--- Data for processing Enclosed Below ---

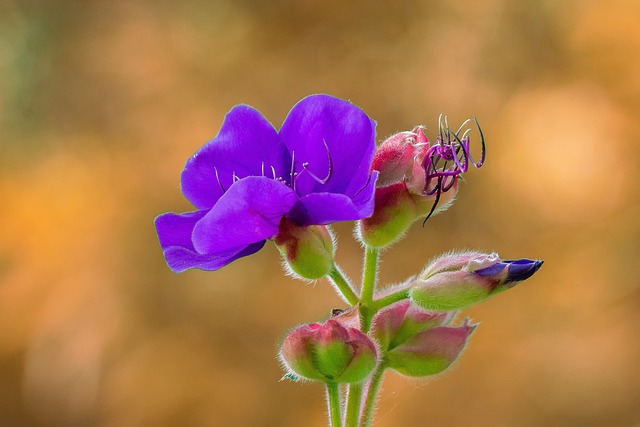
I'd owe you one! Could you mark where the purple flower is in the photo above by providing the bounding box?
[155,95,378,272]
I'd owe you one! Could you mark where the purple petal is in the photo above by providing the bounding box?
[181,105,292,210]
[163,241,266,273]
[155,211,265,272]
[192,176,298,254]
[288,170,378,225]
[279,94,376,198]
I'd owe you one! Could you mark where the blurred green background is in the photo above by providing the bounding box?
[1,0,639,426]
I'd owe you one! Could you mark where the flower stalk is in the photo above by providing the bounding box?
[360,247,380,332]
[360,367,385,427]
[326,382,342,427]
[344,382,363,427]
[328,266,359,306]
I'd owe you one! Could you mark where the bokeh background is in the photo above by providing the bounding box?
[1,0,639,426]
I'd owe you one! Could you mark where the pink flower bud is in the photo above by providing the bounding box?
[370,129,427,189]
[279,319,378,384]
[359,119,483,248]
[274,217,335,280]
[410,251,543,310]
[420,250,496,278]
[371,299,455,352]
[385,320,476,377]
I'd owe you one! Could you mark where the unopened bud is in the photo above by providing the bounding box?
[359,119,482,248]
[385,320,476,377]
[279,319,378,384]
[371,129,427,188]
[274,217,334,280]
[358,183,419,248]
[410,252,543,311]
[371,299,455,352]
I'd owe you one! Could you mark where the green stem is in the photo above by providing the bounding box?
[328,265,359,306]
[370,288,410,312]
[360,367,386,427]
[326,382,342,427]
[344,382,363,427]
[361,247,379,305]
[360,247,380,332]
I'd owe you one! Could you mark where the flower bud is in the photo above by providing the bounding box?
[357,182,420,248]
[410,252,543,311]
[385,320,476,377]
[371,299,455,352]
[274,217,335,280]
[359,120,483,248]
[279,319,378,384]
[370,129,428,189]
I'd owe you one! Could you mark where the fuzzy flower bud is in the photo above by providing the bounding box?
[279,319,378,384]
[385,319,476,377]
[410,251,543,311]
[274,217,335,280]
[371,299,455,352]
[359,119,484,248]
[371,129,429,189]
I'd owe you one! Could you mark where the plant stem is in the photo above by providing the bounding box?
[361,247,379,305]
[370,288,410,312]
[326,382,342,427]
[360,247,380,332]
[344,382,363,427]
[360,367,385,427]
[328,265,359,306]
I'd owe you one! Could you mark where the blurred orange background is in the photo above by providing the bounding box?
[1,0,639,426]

--- End of Enclosed Data for processing ---

What to work on
Set down nothing but the lines from the one containing "I'd owe you one! Could you mark where the plant" through the final line above, exactly as written.

Written answer
I'd owe you one! Could you mark where the plant stem is in the photo above by providing the bounding box?
[361,247,379,305]
[370,288,410,312]
[326,382,342,427]
[360,247,380,332]
[344,382,363,427]
[360,367,385,427]
[328,265,359,306]
I'd owe you one! Could you mark where the blurred orange background is in the photo above by providing the bounding box?
[1,0,639,426]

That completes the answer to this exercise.